Exercise description:
How many lines in the records below contain the word "foreground"? Reply with the count alone.

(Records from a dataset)
-------------------------
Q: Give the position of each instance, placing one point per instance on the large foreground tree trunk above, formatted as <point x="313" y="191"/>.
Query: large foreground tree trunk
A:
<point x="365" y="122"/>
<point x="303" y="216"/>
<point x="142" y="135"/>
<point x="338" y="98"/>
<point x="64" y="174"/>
-------------------------
Output below:
2